#### Data in this exercise:
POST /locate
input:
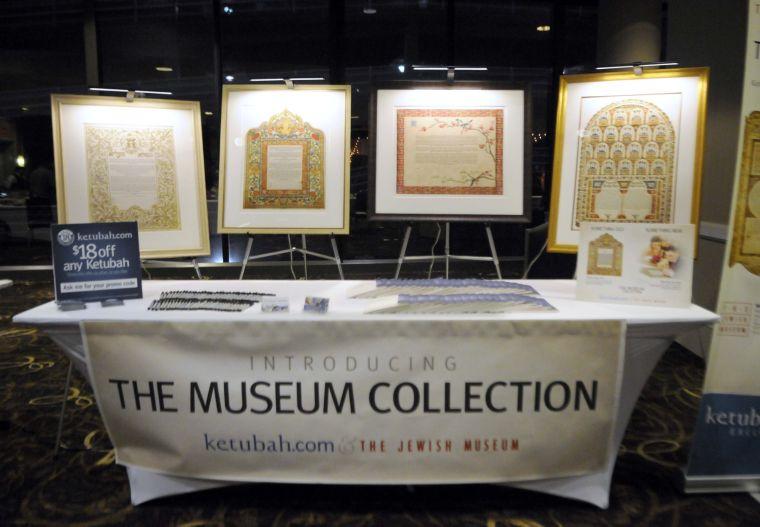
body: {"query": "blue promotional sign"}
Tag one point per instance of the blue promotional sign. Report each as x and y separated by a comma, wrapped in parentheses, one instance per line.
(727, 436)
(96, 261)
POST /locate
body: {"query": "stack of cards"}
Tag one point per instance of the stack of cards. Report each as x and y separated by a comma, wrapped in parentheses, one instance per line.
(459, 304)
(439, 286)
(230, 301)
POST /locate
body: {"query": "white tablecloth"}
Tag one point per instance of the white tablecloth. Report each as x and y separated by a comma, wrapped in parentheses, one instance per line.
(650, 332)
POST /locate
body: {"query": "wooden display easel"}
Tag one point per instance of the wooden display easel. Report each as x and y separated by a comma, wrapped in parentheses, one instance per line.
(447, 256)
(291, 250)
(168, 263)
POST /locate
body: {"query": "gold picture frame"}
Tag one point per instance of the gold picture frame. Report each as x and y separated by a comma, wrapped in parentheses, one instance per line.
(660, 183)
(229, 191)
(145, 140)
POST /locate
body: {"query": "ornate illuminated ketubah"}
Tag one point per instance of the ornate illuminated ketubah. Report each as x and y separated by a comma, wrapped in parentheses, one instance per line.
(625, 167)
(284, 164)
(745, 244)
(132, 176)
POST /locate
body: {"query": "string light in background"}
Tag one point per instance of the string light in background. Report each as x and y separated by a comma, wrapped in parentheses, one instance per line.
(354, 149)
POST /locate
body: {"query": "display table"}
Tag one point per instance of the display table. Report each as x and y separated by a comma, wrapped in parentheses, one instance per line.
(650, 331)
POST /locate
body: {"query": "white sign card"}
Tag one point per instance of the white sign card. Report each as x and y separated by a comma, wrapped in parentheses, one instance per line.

#### Directions:
Only lines with the string "query" belong in the answer; copy each of them from the listing.

#### Output:
body: {"query": "blue promotional sign"}
body: {"query": "stack of cards"}
body: {"query": "white tablecloth"}
body: {"query": "wooden display easel"}
body: {"query": "gold picture frame"}
body: {"query": "ornate illuminated ketubah"}
body: {"query": "string light in background"}
body: {"query": "display table"}
body: {"query": "white sign card"}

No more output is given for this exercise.